RECORDS SHOWN
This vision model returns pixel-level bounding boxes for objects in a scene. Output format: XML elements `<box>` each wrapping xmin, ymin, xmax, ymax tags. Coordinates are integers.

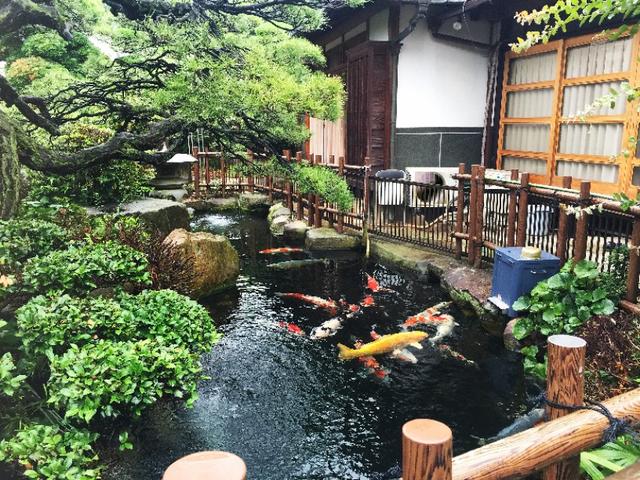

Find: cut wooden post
<box><xmin>573</xmin><ymin>182</ymin><xmax>591</xmax><ymax>262</ymax></box>
<box><xmin>467</xmin><ymin>165</ymin><xmax>480</xmax><ymax>265</ymax></box>
<box><xmin>296</xmin><ymin>152</ymin><xmax>304</xmax><ymax>220</ymax></box>
<box><xmin>507</xmin><ymin>169</ymin><xmax>520</xmax><ymax>247</ymax></box>
<box><xmin>473</xmin><ymin>166</ymin><xmax>485</xmax><ymax>268</ymax></box>
<box><xmin>455</xmin><ymin>163</ymin><xmax>465</xmax><ymax>260</ymax></box>
<box><xmin>625</xmin><ymin>217</ymin><xmax>640</xmax><ymax>304</ymax></box>
<box><xmin>162</xmin><ymin>451</ymin><xmax>247</xmax><ymax>480</ymax></box>
<box><xmin>542</xmin><ymin>335</ymin><xmax>587</xmax><ymax>480</ymax></box>
<box><xmin>336</xmin><ymin>157</ymin><xmax>344</xmax><ymax>233</ymax></box>
<box><xmin>247</xmin><ymin>150</ymin><xmax>255</xmax><ymax>193</ymax></box>
<box><xmin>556</xmin><ymin>177</ymin><xmax>573</xmax><ymax>264</ymax></box>
<box><xmin>516</xmin><ymin>173</ymin><xmax>529</xmax><ymax>247</ymax></box>
<box><xmin>282</xmin><ymin>150</ymin><xmax>293</xmax><ymax>212</ymax></box>
<box><xmin>191</xmin><ymin>147</ymin><xmax>200</xmax><ymax>197</ymax></box>
<box><xmin>402</xmin><ymin>419</ymin><xmax>453</xmax><ymax>480</ymax></box>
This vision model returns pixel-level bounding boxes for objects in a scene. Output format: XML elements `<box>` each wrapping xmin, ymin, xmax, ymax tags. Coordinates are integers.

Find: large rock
<box><xmin>305</xmin><ymin>227</ymin><xmax>361</xmax><ymax>251</ymax></box>
<box><xmin>282</xmin><ymin>220</ymin><xmax>309</xmax><ymax>242</ymax></box>
<box><xmin>164</xmin><ymin>228</ymin><xmax>240</xmax><ymax>298</ymax></box>
<box><xmin>118</xmin><ymin>198</ymin><xmax>189</xmax><ymax>234</ymax></box>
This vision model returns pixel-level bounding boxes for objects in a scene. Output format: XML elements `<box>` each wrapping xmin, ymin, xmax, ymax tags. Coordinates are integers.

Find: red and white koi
<box><xmin>258</xmin><ymin>247</ymin><xmax>304</xmax><ymax>255</ymax></box>
<box><xmin>278</xmin><ymin>322</ymin><xmax>304</xmax><ymax>336</ymax></box>
<box><xmin>276</xmin><ymin>293</ymin><xmax>338</xmax><ymax>315</ymax></box>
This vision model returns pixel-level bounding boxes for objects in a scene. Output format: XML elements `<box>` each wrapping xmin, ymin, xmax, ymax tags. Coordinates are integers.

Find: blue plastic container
<box><xmin>489</xmin><ymin>247</ymin><xmax>560</xmax><ymax>317</ymax></box>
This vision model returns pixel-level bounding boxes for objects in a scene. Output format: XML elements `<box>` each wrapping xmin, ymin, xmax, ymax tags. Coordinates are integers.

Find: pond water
<box><xmin>106</xmin><ymin>214</ymin><xmax>525</xmax><ymax>480</ymax></box>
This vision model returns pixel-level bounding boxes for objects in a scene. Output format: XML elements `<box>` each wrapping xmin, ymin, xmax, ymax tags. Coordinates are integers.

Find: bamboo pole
<box><xmin>473</xmin><ymin>166</ymin><xmax>485</xmax><ymax>268</ymax></box>
<box><xmin>453</xmin><ymin>388</ymin><xmax>640</xmax><ymax>480</ymax></box>
<box><xmin>296</xmin><ymin>152</ymin><xmax>304</xmax><ymax>220</ymax></box>
<box><xmin>542</xmin><ymin>335</ymin><xmax>587</xmax><ymax>480</ymax></box>
<box><xmin>556</xmin><ymin>177</ymin><xmax>573</xmax><ymax>264</ymax></box>
<box><xmin>507</xmin><ymin>169</ymin><xmax>520</xmax><ymax>247</ymax></box>
<box><xmin>402</xmin><ymin>419</ymin><xmax>453</xmax><ymax>480</ymax></box>
<box><xmin>467</xmin><ymin>165</ymin><xmax>479</xmax><ymax>265</ymax></box>
<box><xmin>336</xmin><ymin>157</ymin><xmax>344</xmax><ymax>233</ymax></box>
<box><xmin>573</xmin><ymin>182</ymin><xmax>591</xmax><ymax>262</ymax></box>
<box><xmin>455</xmin><ymin>163</ymin><xmax>465</xmax><ymax>260</ymax></box>
<box><xmin>625</xmin><ymin>218</ymin><xmax>640</xmax><ymax>304</ymax></box>
<box><xmin>516</xmin><ymin>173</ymin><xmax>529</xmax><ymax>247</ymax></box>
<box><xmin>162</xmin><ymin>451</ymin><xmax>247</xmax><ymax>480</ymax></box>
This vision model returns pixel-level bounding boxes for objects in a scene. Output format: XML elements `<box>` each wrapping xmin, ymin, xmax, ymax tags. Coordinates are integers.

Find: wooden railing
<box><xmin>164</xmin><ymin>335</ymin><xmax>640</xmax><ymax>480</ymax></box>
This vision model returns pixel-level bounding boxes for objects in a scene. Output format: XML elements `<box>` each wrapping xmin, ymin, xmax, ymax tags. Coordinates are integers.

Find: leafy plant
<box><xmin>0</xmin><ymin>424</ymin><xmax>100</xmax><ymax>480</ymax></box>
<box><xmin>580</xmin><ymin>436</ymin><xmax>640</xmax><ymax>480</ymax></box>
<box><xmin>16</xmin><ymin>290</ymin><xmax>220</xmax><ymax>357</ymax></box>
<box><xmin>21</xmin><ymin>241</ymin><xmax>151</xmax><ymax>293</ymax></box>
<box><xmin>47</xmin><ymin>340</ymin><xmax>203</xmax><ymax>423</ymax></box>
<box><xmin>513</xmin><ymin>260</ymin><xmax>615</xmax><ymax>340</ymax></box>
<box><xmin>0</xmin><ymin>219</ymin><xmax>69</xmax><ymax>272</ymax></box>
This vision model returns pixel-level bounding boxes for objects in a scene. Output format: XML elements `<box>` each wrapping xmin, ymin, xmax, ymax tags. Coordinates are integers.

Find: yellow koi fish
<box><xmin>338</xmin><ymin>332</ymin><xmax>428</xmax><ymax>360</ymax></box>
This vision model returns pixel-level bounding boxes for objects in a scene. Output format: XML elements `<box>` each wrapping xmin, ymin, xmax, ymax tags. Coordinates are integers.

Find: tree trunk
<box><xmin>0</xmin><ymin>112</ymin><xmax>20</xmax><ymax>219</ymax></box>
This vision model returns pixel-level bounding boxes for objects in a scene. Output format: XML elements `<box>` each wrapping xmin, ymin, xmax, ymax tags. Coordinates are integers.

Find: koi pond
<box><xmin>105</xmin><ymin>214</ymin><xmax>526</xmax><ymax>480</ymax></box>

TASK OBJECTIVE
In the copy, include no pictures; restate the listing above exactly.

WRITTEN SOLUTION
This vision model returns pixel-level bounding boxes for objects in a scene. Output format: XML elements `<box>` each wrapping xmin, ymin, xmax, ymax tags. Coordinates are integers.


Find: cut wooden post
<box><xmin>573</xmin><ymin>182</ymin><xmax>591</xmax><ymax>262</ymax></box>
<box><xmin>467</xmin><ymin>165</ymin><xmax>480</xmax><ymax>265</ymax></box>
<box><xmin>296</xmin><ymin>152</ymin><xmax>304</xmax><ymax>220</ymax></box>
<box><xmin>507</xmin><ymin>169</ymin><xmax>520</xmax><ymax>247</ymax></box>
<box><xmin>473</xmin><ymin>166</ymin><xmax>485</xmax><ymax>268</ymax></box>
<box><xmin>455</xmin><ymin>163</ymin><xmax>465</xmax><ymax>260</ymax></box>
<box><xmin>625</xmin><ymin>217</ymin><xmax>640</xmax><ymax>304</ymax></box>
<box><xmin>162</xmin><ymin>451</ymin><xmax>247</xmax><ymax>480</ymax></box>
<box><xmin>542</xmin><ymin>335</ymin><xmax>587</xmax><ymax>480</ymax></box>
<box><xmin>336</xmin><ymin>157</ymin><xmax>344</xmax><ymax>233</ymax></box>
<box><xmin>247</xmin><ymin>150</ymin><xmax>255</xmax><ymax>193</ymax></box>
<box><xmin>556</xmin><ymin>177</ymin><xmax>573</xmax><ymax>264</ymax></box>
<box><xmin>516</xmin><ymin>173</ymin><xmax>529</xmax><ymax>247</ymax></box>
<box><xmin>282</xmin><ymin>150</ymin><xmax>293</xmax><ymax>212</ymax></box>
<box><xmin>191</xmin><ymin>147</ymin><xmax>200</xmax><ymax>197</ymax></box>
<box><xmin>402</xmin><ymin>419</ymin><xmax>453</xmax><ymax>480</ymax></box>
This vision model returns pixel-level bounding boxes for objects in a scene. Output format: XML elements `<box>` each wrapping xmin, ymin, xmax, ymax tags. Coordinates are integers.

Find: large rock
<box><xmin>305</xmin><ymin>227</ymin><xmax>361</xmax><ymax>251</ymax></box>
<box><xmin>282</xmin><ymin>220</ymin><xmax>309</xmax><ymax>242</ymax></box>
<box><xmin>164</xmin><ymin>228</ymin><xmax>240</xmax><ymax>298</ymax></box>
<box><xmin>118</xmin><ymin>198</ymin><xmax>189</xmax><ymax>234</ymax></box>
This vision model returns pixel-level bounding boxes for objects in a scene. Output format: XML elements `<box>` each wrapping xmin, ymin, xmax, ymax tags. Coordinates are integers.

Find: red and white koi
<box><xmin>258</xmin><ymin>247</ymin><xmax>304</xmax><ymax>255</ymax></box>
<box><xmin>278</xmin><ymin>322</ymin><xmax>304</xmax><ymax>336</ymax></box>
<box><xmin>276</xmin><ymin>293</ymin><xmax>338</xmax><ymax>315</ymax></box>
This vision model returns pixel-level bounding boxes for objects in a scene. Output format: XML elements `<box>` each wrapping xmin, ymin, xmax, ymax tags. Coordinates are integers.

Find: blue plastic container
<box><xmin>489</xmin><ymin>247</ymin><xmax>560</xmax><ymax>317</ymax></box>
This vision model returns pixel-level bounding boxes for objects in a scene. Output format: XML elements `<box>` each wrapping xmin, ymin, xmax, ymax tags. Coordinates are integers.

Find: pond water
<box><xmin>106</xmin><ymin>214</ymin><xmax>525</xmax><ymax>480</ymax></box>
This vision model returns pixel-level bounding boxes for objects in a scene. Output format: XML elements `<box>` each wrapping xmin, ymin, xmax, ymax tags. Coordinates are integers.

Find: bamboo pole
<box><xmin>473</xmin><ymin>166</ymin><xmax>485</xmax><ymax>268</ymax></box>
<box><xmin>453</xmin><ymin>388</ymin><xmax>640</xmax><ymax>480</ymax></box>
<box><xmin>296</xmin><ymin>152</ymin><xmax>304</xmax><ymax>220</ymax></box>
<box><xmin>542</xmin><ymin>335</ymin><xmax>587</xmax><ymax>480</ymax></box>
<box><xmin>556</xmin><ymin>177</ymin><xmax>573</xmax><ymax>264</ymax></box>
<box><xmin>507</xmin><ymin>169</ymin><xmax>520</xmax><ymax>247</ymax></box>
<box><xmin>402</xmin><ymin>419</ymin><xmax>453</xmax><ymax>480</ymax></box>
<box><xmin>467</xmin><ymin>165</ymin><xmax>479</xmax><ymax>265</ymax></box>
<box><xmin>336</xmin><ymin>157</ymin><xmax>344</xmax><ymax>233</ymax></box>
<box><xmin>573</xmin><ymin>182</ymin><xmax>591</xmax><ymax>262</ymax></box>
<box><xmin>455</xmin><ymin>163</ymin><xmax>465</xmax><ymax>260</ymax></box>
<box><xmin>625</xmin><ymin>218</ymin><xmax>640</xmax><ymax>304</ymax></box>
<box><xmin>516</xmin><ymin>173</ymin><xmax>529</xmax><ymax>247</ymax></box>
<box><xmin>162</xmin><ymin>451</ymin><xmax>247</xmax><ymax>480</ymax></box>
This vision model returns pixel-level bounding boxes for objects in a scene. Output format: XML elements `<box>` each wrapping xmin, ymin, xmax, ymax tags. Coordinates are integers.

Find: wooden railing
<box><xmin>164</xmin><ymin>335</ymin><xmax>640</xmax><ymax>480</ymax></box>
This vision model returns pixel-level bounding boxes for objects in a scene. Output format: XML elements `<box>` each wrapping xmin, ymin, xmax, ymax tags. Coordinates are integers.

Find: leafy plant
<box><xmin>0</xmin><ymin>424</ymin><xmax>100</xmax><ymax>480</ymax></box>
<box><xmin>580</xmin><ymin>436</ymin><xmax>640</xmax><ymax>480</ymax></box>
<box><xmin>16</xmin><ymin>290</ymin><xmax>220</xmax><ymax>357</ymax></box>
<box><xmin>21</xmin><ymin>241</ymin><xmax>151</xmax><ymax>293</ymax></box>
<box><xmin>47</xmin><ymin>340</ymin><xmax>203</xmax><ymax>423</ymax></box>
<box><xmin>513</xmin><ymin>260</ymin><xmax>615</xmax><ymax>340</ymax></box>
<box><xmin>0</xmin><ymin>219</ymin><xmax>69</xmax><ymax>272</ymax></box>
This vision model returns pixel-level bounding boxes for objects in a scene. Output format: XML elements `<box>` each wrapping xmin, ymin, xmax, ymax tags. Coordinates are integers.

Find: yellow koi fish
<box><xmin>338</xmin><ymin>332</ymin><xmax>428</xmax><ymax>360</ymax></box>
This vision model returns pixel-level bounding boxes for objects in a scene. Output format: XML elements `<box>` each wrapping xmin, ymin, xmax, ymax tags. Coordinates are integers.

Find: tree trunk
<box><xmin>0</xmin><ymin>112</ymin><xmax>20</xmax><ymax>219</ymax></box>
This vision model returns pixel-level bounding boxes for objects in a scene. Output format: XML elements `<box>` each wrapping xmin, ymin, xmax, ymax tags. Coordinates are integers.

Find: koi pond
<box><xmin>105</xmin><ymin>214</ymin><xmax>526</xmax><ymax>480</ymax></box>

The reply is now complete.